* [WRITTEN INSTRUCTION]: Please rewrite every line of the listing from the line with "the green tree" up to and including the line with "x=450 y=560", requests included. Scale each answer coordinate by 2.15 and round to whole numbers, with halves going up.

╭─ INFORMATION SUPPLIED

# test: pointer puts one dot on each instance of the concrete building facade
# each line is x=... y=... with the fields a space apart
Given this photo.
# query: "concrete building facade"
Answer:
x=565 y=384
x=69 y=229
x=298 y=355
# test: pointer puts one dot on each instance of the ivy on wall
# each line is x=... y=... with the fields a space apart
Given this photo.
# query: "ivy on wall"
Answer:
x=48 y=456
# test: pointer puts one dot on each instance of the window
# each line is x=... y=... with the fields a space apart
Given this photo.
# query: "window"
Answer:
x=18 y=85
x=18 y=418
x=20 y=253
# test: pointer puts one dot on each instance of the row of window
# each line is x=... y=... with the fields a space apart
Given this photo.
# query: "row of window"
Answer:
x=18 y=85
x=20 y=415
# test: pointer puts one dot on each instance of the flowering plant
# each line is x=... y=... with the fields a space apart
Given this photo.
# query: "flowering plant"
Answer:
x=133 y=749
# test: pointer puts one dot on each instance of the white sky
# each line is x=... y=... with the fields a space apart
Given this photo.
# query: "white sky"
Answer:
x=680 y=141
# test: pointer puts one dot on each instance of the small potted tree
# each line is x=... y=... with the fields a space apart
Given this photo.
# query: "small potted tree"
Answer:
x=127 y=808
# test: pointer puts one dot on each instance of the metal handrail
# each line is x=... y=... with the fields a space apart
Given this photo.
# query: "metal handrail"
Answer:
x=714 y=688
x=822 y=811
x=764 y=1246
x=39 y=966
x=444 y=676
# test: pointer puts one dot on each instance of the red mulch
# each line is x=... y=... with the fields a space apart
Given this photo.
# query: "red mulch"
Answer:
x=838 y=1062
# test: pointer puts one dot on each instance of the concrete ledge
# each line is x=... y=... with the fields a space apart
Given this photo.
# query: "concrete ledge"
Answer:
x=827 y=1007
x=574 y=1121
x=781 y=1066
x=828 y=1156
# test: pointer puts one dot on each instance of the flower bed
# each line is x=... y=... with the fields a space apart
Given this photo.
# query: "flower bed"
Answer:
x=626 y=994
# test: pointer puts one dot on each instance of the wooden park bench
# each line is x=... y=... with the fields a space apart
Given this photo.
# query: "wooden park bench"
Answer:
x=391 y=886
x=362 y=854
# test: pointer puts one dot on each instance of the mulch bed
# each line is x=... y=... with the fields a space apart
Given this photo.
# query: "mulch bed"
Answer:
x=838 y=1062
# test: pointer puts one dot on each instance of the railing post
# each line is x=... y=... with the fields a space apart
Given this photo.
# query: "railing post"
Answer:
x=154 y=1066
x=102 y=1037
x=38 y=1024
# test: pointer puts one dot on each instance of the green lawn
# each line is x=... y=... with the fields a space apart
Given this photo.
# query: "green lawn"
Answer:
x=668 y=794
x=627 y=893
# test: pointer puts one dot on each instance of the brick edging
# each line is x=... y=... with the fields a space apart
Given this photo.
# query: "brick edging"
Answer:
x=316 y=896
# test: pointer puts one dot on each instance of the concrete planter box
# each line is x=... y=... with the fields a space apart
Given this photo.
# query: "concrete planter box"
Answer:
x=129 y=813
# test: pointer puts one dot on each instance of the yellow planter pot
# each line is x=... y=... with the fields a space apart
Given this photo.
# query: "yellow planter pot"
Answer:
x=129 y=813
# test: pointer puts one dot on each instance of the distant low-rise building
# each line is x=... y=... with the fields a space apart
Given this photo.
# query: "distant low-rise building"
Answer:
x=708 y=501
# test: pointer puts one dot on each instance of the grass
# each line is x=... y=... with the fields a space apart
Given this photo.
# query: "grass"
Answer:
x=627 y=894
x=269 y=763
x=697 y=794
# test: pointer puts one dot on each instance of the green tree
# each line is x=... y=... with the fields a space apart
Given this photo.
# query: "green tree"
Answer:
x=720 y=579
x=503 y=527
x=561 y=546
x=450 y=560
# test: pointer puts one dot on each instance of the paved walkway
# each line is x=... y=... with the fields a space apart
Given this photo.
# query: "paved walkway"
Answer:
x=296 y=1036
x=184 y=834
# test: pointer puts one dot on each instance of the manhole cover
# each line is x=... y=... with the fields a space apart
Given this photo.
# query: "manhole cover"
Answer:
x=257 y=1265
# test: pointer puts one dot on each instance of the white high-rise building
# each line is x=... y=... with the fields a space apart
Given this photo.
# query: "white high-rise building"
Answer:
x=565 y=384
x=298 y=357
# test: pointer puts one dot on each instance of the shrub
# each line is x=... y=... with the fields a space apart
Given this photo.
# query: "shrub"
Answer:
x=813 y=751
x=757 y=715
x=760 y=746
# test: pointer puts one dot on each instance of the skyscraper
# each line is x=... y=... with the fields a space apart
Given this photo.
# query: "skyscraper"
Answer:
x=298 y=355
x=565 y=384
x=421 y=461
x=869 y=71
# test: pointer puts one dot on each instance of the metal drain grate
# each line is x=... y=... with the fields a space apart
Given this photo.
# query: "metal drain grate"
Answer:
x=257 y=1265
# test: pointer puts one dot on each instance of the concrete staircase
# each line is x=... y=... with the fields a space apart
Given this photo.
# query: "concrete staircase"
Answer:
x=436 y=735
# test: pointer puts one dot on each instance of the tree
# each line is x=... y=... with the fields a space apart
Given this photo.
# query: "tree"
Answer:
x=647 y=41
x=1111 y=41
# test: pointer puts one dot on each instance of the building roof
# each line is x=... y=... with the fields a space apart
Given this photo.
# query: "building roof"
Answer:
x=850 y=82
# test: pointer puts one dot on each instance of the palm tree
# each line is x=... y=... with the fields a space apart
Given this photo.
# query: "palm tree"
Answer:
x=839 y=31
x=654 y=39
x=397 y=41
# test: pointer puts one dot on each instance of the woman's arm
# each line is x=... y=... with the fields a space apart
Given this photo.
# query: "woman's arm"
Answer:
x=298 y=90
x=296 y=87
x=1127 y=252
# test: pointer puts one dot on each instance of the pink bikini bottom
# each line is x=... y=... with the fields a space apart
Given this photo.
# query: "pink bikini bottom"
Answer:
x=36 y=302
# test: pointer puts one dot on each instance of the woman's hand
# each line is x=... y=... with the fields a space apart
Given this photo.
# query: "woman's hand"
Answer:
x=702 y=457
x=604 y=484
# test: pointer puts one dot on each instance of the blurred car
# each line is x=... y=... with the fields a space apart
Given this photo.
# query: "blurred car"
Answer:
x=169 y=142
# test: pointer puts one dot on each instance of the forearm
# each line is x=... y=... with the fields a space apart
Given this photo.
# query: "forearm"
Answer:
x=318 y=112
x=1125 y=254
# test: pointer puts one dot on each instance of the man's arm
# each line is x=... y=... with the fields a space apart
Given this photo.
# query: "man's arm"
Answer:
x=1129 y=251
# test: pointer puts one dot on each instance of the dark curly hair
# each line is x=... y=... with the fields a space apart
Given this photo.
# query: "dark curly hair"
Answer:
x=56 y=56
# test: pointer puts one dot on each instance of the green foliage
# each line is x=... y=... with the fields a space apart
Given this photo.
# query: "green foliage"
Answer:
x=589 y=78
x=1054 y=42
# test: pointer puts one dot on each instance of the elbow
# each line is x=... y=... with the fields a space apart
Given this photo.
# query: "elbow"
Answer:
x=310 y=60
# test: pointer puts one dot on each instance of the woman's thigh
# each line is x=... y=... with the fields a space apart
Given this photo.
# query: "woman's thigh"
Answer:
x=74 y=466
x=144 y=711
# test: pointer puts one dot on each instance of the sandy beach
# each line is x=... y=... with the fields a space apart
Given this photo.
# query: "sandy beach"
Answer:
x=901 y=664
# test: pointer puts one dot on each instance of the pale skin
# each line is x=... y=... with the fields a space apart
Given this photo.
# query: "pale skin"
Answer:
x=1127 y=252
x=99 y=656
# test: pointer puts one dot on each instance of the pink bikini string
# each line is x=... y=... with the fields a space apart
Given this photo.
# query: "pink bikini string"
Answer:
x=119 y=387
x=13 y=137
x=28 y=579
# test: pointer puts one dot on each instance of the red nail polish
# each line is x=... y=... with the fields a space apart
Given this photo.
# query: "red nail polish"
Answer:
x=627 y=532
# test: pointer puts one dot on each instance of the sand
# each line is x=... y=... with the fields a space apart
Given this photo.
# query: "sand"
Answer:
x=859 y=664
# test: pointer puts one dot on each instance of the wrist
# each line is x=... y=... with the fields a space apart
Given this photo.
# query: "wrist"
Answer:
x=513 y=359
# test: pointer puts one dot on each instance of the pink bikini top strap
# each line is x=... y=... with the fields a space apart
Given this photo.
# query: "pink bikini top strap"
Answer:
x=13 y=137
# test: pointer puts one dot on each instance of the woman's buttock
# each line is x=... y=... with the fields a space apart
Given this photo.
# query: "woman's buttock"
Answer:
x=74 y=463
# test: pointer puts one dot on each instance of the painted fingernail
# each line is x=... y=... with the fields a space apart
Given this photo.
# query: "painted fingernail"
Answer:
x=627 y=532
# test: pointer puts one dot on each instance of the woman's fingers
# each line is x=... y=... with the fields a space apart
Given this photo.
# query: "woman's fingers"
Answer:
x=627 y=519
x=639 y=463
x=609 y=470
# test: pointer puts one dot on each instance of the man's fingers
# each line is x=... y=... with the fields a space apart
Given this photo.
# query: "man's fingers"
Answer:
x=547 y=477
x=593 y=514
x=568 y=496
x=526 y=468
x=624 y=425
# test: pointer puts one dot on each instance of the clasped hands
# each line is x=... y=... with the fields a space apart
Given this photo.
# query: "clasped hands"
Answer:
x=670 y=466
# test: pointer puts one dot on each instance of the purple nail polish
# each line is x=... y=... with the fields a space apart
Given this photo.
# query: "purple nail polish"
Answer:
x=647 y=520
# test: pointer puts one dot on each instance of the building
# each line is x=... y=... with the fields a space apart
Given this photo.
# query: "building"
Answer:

╰─

* [WRITTEN RESPONSE]:
# test: pointer puts one dot on each instance of the green tree
# each line is x=... y=... with the fields a space apart
Given this photo.
# query: "green tree"
Answer:
x=1548 y=1245
x=1081 y=1133
x=1206 y=1174
x=968 y=1204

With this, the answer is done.